> Action item:
Name every person identified by name in the news report below about the head-on crash on U.S. Highway 40.

Two injured in head-on crash during morning rush hour

A Lawrence man was seriously injured Monday morning in a head-on wreck on U.S. Highway 40 west of its interchange with the South Lawrence Trafficway.

Roger A. Thomas Jr., 22, was taken by air ambulance to University of Kansas Hospital after being critically injured in the accident, according to the Kansas Highway Patrol. He was driving a red 1988 Honda CRX that collided with a 2004 canary-yellow Chevrolet Cavalier driven by Joseph M. Hall, 22, of Topeka. Hall was taken by ambulance to Lawrence Memorial Hospital and later discharged.

Traffic, which included many commuters, was diverted for several hours because of the 8:35 a.m. collision.

Thomas was attempting to pass a pickup truck in a no-passing zone as he was driving west on U.S. 40, Kansas Highway Patrol Trooper Aaron Klaassen said. Thomas tried to stop when he saw Hall’s Chevrolet heading toward him in the eastbound lane, but the two cars collided head-on, Klaassen said.

Klaassen said the driver of the pickup truck that Thomas had attempted to pass didn’t stop.

“It kept on going,” he said. “It didn’t see the accident or didn’t stop — one or the other.”

Nearby residents called 911 after hearing the accident.

“We woke up to screeching tires and then ka-pow,” said Dan Upton, who was staying at a house near the accident site.

He and his wife, Mariah, said they ran to the scene after calling 911. They couldn’t tell how badly the men were injured, but they said they were particularly concerned about Thomas after seeing the damage to his car.

Emergency crews work the scene of a head-on wreck west of Lawrence on U.S. Highway 40, west of its interchange with the South Lawrence Trafficway. Roger A. Thomas Jr., 22, of Lawrence, was lifted from the scene by air ambulance. Joseph M. Hall, 22, of Topeka, was taken by ambulance to Lawrence Memorial Hospital and later discharged.

The couple said additional collisions involving trailing motorists after the wreck were narrowly averted as the other drivers came over the hill.

“They had to screech on their brakes,” Mariah Upton said. “There were people turning around blocking the two lanes while the ambulance was coming and you could hear the sirens.”

The hilly section of U.S. 40 was also the site of a fatal head-on collision in December 2002 that killed Tisha Downing, a secretary at Eudora High School.

Klaassen said he would like to see U.S. 40 widened west of the trafficway.

“It’s a bad stretch of the highway,” he said. “They have wrecks here. There are no shoulders and no place for people to dive off, if they get into trouble.”

Work is under way to widen U.S. 40 from Wakarusa Drive to the trafficway.

> Records supplied:

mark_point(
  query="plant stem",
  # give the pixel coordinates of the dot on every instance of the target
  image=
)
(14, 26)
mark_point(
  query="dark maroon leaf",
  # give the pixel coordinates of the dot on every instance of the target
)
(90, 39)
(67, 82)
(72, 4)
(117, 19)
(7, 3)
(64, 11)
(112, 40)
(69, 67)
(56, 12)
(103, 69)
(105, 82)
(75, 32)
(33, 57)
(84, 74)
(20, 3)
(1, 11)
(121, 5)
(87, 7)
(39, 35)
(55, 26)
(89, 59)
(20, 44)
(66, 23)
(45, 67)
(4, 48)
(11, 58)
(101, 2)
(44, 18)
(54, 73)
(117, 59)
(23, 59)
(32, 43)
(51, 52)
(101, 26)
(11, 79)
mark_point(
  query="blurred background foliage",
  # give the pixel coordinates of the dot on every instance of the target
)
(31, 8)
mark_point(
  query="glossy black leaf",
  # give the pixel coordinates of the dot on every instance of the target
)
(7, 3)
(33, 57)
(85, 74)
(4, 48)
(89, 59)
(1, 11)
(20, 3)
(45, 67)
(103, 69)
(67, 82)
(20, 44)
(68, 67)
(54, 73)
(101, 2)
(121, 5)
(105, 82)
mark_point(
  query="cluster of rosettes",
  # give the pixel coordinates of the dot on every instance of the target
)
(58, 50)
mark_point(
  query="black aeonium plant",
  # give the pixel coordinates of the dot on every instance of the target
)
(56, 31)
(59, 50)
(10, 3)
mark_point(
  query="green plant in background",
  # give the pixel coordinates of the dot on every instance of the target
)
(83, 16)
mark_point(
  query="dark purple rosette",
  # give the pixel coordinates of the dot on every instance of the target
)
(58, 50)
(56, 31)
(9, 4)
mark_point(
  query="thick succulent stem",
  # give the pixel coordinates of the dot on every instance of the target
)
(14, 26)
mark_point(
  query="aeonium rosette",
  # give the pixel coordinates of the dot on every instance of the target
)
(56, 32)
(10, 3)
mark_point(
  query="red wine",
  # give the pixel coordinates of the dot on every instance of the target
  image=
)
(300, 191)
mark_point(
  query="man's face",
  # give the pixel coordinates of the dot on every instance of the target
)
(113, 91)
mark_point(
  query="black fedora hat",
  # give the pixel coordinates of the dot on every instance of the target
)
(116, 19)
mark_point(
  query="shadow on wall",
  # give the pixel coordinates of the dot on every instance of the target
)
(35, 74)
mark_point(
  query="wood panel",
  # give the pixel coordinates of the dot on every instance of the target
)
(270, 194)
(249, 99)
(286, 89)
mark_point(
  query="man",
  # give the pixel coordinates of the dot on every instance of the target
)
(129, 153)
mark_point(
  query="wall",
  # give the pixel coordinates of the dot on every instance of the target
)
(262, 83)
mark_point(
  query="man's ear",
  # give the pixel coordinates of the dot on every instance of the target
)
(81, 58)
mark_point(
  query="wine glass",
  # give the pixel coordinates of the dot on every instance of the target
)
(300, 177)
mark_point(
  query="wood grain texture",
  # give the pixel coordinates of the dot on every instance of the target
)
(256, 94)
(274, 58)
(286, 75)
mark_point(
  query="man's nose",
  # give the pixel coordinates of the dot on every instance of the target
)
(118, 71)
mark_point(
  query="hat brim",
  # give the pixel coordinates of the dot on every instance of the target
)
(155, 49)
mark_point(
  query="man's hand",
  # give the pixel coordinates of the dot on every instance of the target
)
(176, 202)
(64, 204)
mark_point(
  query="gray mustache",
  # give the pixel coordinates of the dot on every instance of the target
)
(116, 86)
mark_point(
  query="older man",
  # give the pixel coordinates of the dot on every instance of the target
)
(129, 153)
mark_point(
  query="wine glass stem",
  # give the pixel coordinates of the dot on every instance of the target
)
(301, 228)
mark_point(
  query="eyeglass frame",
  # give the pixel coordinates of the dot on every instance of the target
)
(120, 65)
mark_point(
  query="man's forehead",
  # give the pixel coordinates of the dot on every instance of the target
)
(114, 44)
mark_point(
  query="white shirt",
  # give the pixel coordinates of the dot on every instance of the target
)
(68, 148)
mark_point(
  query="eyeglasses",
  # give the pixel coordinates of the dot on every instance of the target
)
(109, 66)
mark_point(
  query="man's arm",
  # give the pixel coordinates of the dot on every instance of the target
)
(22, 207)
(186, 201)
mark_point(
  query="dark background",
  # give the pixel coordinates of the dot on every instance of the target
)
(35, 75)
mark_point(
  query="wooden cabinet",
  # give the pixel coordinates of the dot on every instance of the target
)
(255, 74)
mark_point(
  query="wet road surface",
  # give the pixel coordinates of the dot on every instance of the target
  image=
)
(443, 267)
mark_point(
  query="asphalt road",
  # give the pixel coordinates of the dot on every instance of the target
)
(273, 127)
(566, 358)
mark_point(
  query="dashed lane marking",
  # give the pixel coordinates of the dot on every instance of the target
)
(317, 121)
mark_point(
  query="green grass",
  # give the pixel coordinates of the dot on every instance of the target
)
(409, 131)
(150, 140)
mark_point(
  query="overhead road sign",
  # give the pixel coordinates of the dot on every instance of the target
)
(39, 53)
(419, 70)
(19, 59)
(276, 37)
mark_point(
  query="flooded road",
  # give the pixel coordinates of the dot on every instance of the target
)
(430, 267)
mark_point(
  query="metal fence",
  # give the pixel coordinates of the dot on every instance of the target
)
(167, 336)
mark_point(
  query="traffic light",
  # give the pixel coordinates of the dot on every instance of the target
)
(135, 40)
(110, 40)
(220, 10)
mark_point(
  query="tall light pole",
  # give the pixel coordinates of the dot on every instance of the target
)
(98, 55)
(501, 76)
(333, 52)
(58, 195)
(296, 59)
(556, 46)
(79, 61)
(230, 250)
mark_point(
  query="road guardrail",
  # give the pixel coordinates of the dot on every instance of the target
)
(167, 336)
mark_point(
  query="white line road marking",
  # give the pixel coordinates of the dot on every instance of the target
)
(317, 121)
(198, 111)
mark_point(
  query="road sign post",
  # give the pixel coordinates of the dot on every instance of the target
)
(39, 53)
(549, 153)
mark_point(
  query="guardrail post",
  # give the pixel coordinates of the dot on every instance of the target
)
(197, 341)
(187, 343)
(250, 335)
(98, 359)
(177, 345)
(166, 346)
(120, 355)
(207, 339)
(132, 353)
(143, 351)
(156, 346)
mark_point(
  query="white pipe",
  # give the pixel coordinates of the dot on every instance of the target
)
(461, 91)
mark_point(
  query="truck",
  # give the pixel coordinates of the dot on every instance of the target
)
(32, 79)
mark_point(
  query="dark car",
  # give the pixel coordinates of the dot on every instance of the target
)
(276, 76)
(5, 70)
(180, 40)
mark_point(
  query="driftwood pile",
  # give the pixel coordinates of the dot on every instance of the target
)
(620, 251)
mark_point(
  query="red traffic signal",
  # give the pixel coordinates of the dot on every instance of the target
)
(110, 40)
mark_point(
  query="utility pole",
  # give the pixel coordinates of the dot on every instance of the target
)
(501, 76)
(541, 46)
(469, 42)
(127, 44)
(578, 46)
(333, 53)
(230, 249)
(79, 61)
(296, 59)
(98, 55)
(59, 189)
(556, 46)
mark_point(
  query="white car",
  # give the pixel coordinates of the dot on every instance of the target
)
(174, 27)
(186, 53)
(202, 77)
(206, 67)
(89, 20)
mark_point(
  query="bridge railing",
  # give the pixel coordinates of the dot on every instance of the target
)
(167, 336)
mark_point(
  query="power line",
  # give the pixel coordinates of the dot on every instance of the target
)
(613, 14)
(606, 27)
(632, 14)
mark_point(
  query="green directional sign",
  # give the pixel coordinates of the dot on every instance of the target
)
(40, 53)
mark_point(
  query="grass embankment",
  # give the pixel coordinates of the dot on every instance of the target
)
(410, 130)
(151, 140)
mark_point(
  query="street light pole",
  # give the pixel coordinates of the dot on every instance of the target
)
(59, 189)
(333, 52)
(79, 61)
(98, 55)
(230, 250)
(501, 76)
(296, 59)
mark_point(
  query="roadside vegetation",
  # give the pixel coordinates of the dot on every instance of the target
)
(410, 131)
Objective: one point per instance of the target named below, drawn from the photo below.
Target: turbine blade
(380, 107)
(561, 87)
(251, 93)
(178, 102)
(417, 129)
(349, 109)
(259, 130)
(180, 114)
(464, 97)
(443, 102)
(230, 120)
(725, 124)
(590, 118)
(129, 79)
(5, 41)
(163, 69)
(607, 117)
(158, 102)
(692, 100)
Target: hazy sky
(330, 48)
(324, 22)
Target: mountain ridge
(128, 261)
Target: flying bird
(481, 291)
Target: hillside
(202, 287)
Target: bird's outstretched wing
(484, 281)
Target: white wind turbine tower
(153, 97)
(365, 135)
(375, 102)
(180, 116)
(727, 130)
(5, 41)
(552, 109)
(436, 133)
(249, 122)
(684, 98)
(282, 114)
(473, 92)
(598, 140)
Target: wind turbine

==

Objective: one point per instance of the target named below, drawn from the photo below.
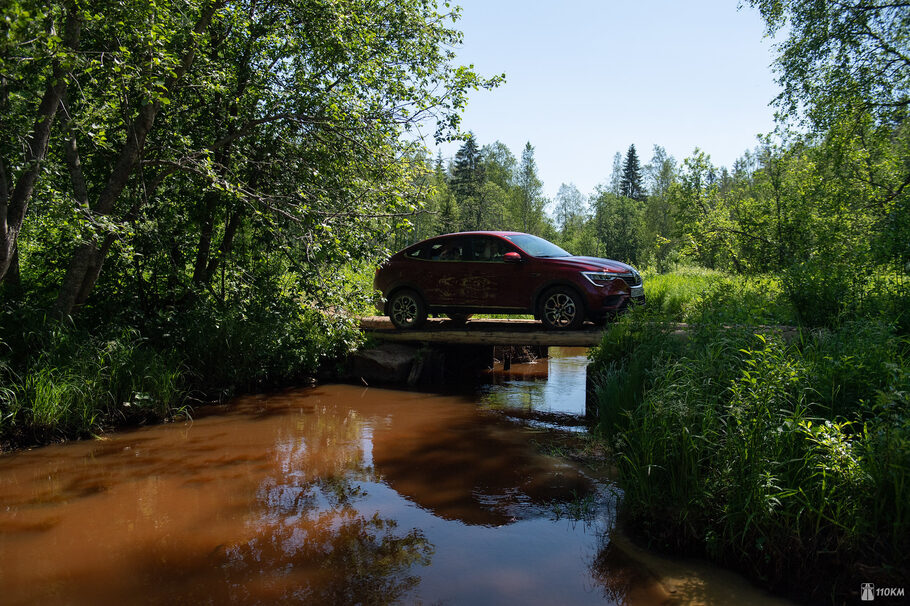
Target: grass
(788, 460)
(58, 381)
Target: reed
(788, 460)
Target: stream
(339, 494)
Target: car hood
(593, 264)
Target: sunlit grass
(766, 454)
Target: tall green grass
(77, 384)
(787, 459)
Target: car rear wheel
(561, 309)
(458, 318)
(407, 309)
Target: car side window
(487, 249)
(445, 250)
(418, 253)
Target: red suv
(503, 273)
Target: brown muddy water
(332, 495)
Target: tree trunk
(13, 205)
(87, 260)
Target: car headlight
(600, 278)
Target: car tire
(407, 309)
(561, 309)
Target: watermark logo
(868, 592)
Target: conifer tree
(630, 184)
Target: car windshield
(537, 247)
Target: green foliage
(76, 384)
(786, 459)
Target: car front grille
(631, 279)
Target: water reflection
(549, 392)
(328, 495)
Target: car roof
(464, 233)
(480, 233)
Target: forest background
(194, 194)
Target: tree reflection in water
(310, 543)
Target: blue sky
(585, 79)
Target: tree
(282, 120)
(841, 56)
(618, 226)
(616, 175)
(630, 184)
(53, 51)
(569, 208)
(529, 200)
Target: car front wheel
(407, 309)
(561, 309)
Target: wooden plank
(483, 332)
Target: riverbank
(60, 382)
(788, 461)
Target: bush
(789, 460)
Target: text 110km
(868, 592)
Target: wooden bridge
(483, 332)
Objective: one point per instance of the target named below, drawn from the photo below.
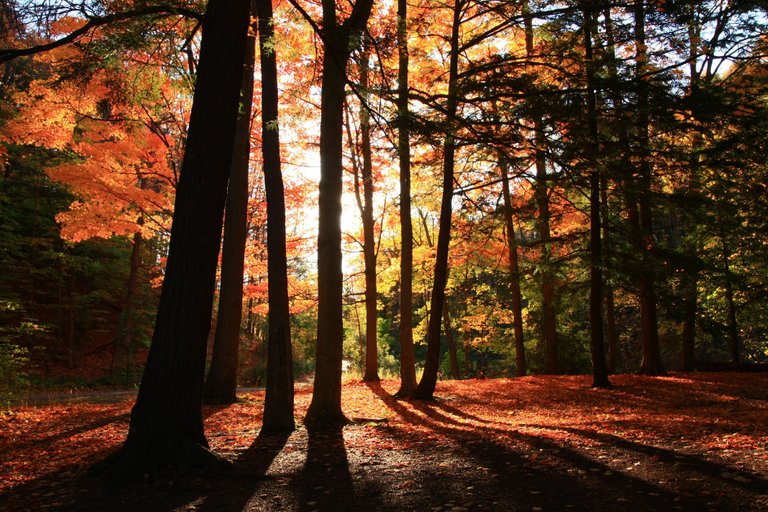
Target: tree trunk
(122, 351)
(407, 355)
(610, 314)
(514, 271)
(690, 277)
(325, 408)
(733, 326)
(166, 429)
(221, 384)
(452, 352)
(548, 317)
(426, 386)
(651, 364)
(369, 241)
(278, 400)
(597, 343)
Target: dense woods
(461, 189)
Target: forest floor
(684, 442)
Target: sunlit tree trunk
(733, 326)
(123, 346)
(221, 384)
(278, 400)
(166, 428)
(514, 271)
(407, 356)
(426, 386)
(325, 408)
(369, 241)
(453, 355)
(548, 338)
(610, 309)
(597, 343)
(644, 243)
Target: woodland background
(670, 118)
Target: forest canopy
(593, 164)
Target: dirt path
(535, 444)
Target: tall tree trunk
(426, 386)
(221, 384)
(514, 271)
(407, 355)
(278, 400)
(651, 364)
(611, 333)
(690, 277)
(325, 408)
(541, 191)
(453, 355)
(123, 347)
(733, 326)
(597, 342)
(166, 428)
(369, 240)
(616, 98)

> Exercise output:
- Roger A. Thomas Jr.
- Joseph M. Hall
- Aaron Klaassen
- Dan Upton
- Mariah Upton
- Tisha Downing